WHAT YOU ARE ASKED TO DO: Copy exactly the last part of the entries, starting from the line with "The service MUST place a point on the parked car" and including the final line.

====================

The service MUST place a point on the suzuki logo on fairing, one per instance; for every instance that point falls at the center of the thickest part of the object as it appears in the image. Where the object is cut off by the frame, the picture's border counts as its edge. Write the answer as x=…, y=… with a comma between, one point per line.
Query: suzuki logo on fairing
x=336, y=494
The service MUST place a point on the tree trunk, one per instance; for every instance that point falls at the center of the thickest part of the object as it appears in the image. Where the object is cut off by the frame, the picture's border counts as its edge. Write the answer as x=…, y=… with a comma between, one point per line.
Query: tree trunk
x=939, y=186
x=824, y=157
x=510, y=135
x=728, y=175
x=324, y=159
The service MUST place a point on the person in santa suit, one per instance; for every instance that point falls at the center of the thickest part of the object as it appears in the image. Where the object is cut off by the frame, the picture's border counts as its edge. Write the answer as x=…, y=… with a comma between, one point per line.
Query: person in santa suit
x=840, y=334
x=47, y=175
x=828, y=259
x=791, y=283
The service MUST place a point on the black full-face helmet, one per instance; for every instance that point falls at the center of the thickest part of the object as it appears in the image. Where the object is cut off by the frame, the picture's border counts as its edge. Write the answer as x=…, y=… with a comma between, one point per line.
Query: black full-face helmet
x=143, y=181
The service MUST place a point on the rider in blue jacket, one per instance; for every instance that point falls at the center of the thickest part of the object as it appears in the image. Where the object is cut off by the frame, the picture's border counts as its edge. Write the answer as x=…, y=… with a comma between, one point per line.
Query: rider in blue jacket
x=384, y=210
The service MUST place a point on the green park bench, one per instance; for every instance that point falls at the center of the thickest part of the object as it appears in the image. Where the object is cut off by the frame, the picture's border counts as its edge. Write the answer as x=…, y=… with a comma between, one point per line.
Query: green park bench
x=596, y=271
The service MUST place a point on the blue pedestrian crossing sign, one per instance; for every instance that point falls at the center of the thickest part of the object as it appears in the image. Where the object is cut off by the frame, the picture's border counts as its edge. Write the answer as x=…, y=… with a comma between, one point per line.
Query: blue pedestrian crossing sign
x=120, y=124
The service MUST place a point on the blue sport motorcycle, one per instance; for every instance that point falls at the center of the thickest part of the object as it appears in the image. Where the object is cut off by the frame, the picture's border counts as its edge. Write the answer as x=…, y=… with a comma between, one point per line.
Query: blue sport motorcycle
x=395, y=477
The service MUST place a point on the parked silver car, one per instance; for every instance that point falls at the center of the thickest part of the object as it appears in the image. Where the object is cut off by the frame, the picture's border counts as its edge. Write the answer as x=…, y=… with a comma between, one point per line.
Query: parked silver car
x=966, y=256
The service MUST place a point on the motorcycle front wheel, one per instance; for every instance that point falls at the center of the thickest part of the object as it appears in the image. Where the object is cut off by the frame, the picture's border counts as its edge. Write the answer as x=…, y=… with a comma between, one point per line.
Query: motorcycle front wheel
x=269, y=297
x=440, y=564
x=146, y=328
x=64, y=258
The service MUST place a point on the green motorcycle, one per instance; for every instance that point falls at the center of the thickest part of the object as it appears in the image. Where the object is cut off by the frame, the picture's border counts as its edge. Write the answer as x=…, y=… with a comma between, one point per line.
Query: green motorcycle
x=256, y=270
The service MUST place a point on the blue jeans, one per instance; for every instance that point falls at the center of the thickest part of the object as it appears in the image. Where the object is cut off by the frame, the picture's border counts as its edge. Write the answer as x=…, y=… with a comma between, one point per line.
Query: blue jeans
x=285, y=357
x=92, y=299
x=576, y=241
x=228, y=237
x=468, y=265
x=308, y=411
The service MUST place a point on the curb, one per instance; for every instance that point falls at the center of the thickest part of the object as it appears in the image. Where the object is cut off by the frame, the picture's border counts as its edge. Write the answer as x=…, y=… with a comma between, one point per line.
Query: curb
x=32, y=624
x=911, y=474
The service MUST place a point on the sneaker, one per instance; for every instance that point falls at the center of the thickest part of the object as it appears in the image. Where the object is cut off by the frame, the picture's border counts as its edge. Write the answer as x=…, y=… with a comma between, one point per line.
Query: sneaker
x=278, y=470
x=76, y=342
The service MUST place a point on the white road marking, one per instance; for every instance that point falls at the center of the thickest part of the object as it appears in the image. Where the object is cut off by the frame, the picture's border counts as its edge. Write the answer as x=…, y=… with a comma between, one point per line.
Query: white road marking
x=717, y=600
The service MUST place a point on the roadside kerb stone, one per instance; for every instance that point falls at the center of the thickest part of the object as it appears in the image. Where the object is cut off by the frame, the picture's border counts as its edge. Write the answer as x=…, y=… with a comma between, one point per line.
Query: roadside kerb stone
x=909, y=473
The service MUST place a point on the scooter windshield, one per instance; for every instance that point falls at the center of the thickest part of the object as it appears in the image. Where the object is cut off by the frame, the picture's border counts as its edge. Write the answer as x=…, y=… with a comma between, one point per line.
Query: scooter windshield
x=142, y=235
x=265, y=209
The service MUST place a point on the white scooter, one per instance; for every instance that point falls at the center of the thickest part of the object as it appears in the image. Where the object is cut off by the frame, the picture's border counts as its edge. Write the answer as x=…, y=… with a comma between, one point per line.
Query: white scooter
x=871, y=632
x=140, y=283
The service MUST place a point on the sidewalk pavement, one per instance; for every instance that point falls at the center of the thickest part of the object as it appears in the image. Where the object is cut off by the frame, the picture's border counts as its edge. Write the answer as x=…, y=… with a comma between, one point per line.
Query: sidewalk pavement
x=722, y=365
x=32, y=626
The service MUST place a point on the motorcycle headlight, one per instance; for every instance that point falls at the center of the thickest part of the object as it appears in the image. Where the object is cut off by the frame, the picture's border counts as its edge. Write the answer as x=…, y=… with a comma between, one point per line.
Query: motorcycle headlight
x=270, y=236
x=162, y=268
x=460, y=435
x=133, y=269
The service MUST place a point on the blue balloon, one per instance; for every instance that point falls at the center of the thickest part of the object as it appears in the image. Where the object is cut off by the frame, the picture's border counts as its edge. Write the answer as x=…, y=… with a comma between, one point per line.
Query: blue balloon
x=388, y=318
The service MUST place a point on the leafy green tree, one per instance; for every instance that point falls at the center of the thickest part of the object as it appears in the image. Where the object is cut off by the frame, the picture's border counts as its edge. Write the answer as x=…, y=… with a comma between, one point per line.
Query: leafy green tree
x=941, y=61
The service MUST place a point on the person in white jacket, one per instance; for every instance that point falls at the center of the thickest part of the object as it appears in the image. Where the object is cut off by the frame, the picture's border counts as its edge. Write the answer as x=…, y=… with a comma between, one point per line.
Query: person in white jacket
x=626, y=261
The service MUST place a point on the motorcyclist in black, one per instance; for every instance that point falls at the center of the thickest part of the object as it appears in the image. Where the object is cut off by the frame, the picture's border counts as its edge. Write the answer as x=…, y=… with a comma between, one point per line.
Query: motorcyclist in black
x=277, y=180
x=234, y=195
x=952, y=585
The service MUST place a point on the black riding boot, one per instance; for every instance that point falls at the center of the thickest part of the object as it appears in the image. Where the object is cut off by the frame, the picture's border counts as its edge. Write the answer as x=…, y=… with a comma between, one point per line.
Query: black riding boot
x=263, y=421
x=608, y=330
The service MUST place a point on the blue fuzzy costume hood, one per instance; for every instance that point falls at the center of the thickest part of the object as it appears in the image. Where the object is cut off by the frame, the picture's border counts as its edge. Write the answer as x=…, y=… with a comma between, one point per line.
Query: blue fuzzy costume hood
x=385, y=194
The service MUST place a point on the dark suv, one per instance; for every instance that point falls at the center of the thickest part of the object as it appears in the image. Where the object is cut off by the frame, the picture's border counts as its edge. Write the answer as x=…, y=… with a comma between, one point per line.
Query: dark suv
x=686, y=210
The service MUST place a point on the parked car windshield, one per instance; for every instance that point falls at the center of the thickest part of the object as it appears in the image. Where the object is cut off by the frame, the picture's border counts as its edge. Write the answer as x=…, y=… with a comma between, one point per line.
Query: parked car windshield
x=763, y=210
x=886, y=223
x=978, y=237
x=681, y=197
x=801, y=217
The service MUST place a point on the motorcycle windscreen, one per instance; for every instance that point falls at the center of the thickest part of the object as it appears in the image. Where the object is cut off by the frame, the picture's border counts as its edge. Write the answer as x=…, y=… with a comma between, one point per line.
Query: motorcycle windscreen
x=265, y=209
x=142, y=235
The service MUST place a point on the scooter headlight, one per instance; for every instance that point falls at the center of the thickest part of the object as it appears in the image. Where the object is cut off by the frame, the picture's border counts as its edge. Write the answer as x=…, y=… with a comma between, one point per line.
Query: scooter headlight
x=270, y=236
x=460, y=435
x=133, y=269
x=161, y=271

====================

EXERCISE OUTPUT:
The service MUST place a point on the parked car windshield, one per instance; for every instance that point falls at the center of the thickest part of the object as it appears in the image. Where the object is cut off by the frame, the picture's border counts as its edge. Write the answer as x=…, y=… with a comma between, one point per line.
Query: parked car windshield
x=763, y=210
x=886, y=223
x=978, y=237
x=681, y=197
x=801, y=217
The service MUST place a point on the motorcycle windscreen, one per instance; for every instance that point falls at the center of the thickest part of the object as it appears in the image. Where the object is cut off by the frame, the picture's border counts as its edge. Write the answer as x=…, y=… with a comma between, one point per line.
Query: motorcycle windscreen
x=265, y=209
x=142, y=235
The service MUST place a point on the scooter headlight, one per instance; for every instance that point falls at the center of the thickest part of the object as it appears in the image. Where the object is cut off by the frame, the picture's border counts as its edge. Write the answer as x=…, y=… with a comma between, one point per line.
Query: scooter headlight
x=270, y=236
x=460, y=435
x=133, y=269
x=161, y=271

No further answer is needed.